Set exercise:
Rewrite every item below, changing "pointer" to "locator" wherever it appears and leaving everything else the same. Omit the pictures from your version.

Data:
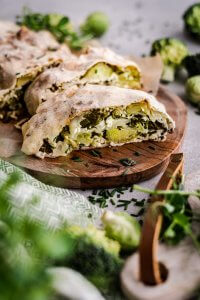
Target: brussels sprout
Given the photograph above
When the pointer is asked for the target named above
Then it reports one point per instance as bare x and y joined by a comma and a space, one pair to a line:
193, 89
172, 52
123, 228
84, 138
96, 24
120, 135
100, 71
192, 20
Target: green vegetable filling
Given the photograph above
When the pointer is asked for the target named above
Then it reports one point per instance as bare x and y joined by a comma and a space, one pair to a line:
108, 126
128, 77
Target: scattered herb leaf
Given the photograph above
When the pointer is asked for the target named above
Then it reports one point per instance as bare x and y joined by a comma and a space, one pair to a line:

Exercise answer:
Target: brussels sprout
Given the photograph above
When the locator is asked for the target named above
Then it reports one point per instance as bare x and y joined by a comma and a space, one pair to a line:
193, 89
172, 52
123, 228
84, 138
96, 24
120, 135
100, 71
192, 20
Target: green vegetable filling
Given the photograph above
When the locator is asked for the target named above
Then it reports one point per instance as bare x and y joined by a comma and a space, one pair to a line:
108, 126
128, 77
Target: scattered herb leaf
Given the photograph above
When the locator is asked for the target named above
Then it reports one point per instance as bare x and y joined by a comma and a space, one pair to a line:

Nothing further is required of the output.